▶ **Extract to read**:
-- BEGIN --
First, let’s define “performance”. Two sets of performance metrics are closely monitored.

The first metric we look at is the response time. Response time is the amount of time from the moment a user’s browser sends a request until the time that the application indicates that the request has completed. At Doctolib, a golden rule has been set for the response time to be under 70ms. The faster the response time the better we can serve our thousands of requests.

The second metric we look at is the load (volume of transactions processed by the application), more precisely we look at the requests per minute (RPM). The RPM is simply the number of requests in one minute. Our platform can reach peaks up to 350K rpm.

Queries on the database are also a matter of importance as users expect fast responses on their data retrieval actions and are waiting for the page to display information.

In the meantime, the platform stability and user experience is constantly challenged by our team of developers. Our platform is a Ruby on Rails monolith. More than 70 developers commit daily to the codebase, representing 200 to 300 pull requests (PR) per week. The monolith is deployed everyday. This constant solicitation of the codebase impacts the application stability.

How to ensure that the app performance is not degraded over time ?
-- END --
▶ **Information provided**:
-- BEGIN --
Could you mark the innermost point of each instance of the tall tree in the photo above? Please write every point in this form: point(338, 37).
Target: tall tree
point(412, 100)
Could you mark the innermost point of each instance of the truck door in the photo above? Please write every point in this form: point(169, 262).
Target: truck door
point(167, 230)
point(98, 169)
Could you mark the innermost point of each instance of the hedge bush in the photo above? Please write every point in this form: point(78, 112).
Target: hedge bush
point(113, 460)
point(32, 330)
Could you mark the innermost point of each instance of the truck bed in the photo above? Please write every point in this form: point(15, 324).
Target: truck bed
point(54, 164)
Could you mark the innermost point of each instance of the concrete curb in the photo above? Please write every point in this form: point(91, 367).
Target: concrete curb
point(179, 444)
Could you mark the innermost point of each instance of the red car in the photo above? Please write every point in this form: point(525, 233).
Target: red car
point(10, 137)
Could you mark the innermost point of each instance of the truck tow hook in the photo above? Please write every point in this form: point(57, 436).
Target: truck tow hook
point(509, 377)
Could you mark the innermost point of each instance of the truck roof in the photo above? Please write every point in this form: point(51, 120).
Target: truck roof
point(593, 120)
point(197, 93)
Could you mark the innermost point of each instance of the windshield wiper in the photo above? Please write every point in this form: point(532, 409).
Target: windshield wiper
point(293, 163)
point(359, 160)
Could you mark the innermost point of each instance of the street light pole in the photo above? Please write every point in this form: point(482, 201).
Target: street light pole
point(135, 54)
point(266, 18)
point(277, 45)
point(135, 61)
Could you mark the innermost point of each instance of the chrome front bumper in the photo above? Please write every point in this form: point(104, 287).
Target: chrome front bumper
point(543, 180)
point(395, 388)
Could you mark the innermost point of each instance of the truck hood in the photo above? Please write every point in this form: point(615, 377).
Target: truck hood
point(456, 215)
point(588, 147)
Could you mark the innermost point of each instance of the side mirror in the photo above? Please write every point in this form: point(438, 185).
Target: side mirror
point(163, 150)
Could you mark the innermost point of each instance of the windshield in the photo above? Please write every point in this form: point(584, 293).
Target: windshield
-- END --
▶ **Goals**:
**1)** Repeat the part of the performance metrics text starting with "Queries on the" and going on through "over time ?".
**2)** Go on with the text on application performance metrics from the point where it stops.
The data was taken from a different source.

▶ **Final answers**:
**1)**
Queries on the database are also a matter of importance as users expect fast responses on their data retrieval actions and are waiting for the page to display information.

In the meantime, the platform stability and user experience is constantly challenged by our team of developers. Our platform is a Ruby on Rails monolith. More than 70 developers commit daily to the codebase, representing 200 to 300 pull requests (PR) per week. The monolith is deployed everyday. This constant solicitation of the codebase impacts the application stability.

How to ensure that the app performance is not degraded over time ?

**2)**
We monitor performance at all time. This culture of maintaining performance starts from the moment a Doctoliber joins the adventure to the day to day monitoring. This is how we proceed:

  1. we train and raise awareness on the main degradations that could hit the code
  2. we monitor degradations daily
  3. we investigate highest degradations and fix them
  4. we use tools in development to anticipate production degradation

Here you will find an overview of what is implemented at Doctolib. More will come in upcoming articles.

Step 1: Train and raise awareness….

Tech camp

When joining Doctolib, each developer is onboarded with a “Tech Camp” to train them on many aspects of the job. That includes infrastructure, pair programming, rituals and application performance among others.

The performance tech camp is a practical workshop, with seven exercises on actual degradations encountered in production. Each exercise consists in a method with poor performances and whose response time should be improved. It covers both database (the N+1 queries, the use of indexes and bad query plans) and ruby code (impact of logs, of too much instantiation, of loading of a full object) caveats.

Let’s take the example of logs’ impact on performance.
From Rails documentation,

“logging will always have a small impact on the performance of your Rails app, particularly when logging to disk.[…] Another potential pitfall is too many calls to Logger in your code.

logger.debug “Person attributes hash: #{@person.attributes.inspect}”

In the above example, there will be a performance impact […]. The reason is that Ruby has to evaluate these strings, which includes instantiating the somewhat heavy String object and interpolating the variables.”

At the end of the Tech camp workshop, we have some take-aways, as the one shown above, and we know more about what affects our code performance.

Step 2: Monitor daily…

Duty dev performance check

When onsite, the duty dashboard is displayed to communicate on the current state of master and production branches (Continuous Integration) and staging environment (last deployment).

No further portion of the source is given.